(Excerpts from a point labeling dataset)
= = = =

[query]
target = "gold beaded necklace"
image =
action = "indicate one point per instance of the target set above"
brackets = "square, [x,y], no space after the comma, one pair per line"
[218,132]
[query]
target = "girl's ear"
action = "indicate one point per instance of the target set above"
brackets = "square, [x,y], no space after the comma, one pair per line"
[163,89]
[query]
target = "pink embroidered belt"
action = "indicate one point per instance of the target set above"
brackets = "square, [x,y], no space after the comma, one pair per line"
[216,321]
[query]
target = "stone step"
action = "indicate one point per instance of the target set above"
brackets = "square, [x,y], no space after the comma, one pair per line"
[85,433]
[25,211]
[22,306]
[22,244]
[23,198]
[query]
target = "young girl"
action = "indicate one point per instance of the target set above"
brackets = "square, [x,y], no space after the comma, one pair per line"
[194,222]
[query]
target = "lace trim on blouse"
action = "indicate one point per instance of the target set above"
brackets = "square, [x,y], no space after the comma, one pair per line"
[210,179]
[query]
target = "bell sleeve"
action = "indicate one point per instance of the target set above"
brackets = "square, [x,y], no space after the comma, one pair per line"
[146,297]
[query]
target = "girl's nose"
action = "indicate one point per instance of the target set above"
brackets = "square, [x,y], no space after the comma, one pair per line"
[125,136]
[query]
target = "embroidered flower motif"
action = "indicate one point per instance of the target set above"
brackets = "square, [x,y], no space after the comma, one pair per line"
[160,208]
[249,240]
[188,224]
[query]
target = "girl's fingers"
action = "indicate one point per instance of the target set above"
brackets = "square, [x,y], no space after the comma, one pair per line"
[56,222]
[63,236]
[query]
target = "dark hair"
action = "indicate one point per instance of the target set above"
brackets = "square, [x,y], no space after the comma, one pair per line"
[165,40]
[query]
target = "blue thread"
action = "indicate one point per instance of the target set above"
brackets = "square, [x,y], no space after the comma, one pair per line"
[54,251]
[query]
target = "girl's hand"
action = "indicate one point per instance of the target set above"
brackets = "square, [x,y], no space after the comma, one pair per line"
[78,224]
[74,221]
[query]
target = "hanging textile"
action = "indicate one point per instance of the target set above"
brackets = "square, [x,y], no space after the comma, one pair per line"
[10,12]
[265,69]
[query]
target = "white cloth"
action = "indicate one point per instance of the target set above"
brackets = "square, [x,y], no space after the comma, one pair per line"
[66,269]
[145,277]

= = = =

## AIM
List each line from the listing above that contains the word "embroidered", copying every such line in full.

## REPLY TO THE EXERCISE
target = "pink embroidered belt"
target = "embroidered flower motif"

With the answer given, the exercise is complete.